*Problem to solve*
Below are the records; locate each line with the word "lawn" and copy it.

*Supplied data*

* * *

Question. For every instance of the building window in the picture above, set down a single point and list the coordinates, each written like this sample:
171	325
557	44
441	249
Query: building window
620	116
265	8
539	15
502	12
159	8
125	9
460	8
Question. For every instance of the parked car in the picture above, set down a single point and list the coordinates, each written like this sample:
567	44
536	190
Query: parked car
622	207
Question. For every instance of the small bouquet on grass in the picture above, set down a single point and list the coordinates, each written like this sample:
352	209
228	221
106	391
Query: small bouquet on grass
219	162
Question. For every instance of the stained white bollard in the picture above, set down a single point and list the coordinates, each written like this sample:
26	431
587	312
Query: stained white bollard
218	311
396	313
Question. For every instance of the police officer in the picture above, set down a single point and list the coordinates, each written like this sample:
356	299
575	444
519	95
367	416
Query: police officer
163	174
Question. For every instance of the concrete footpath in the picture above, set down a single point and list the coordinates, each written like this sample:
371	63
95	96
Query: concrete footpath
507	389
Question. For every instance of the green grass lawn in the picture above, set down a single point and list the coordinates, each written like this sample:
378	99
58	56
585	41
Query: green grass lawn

* * *

*Answer box*
Question. For every instance of the green grass lawn in the picture above, set down a single point and list the coordinates, each written like this sample:
Query: green grass lawn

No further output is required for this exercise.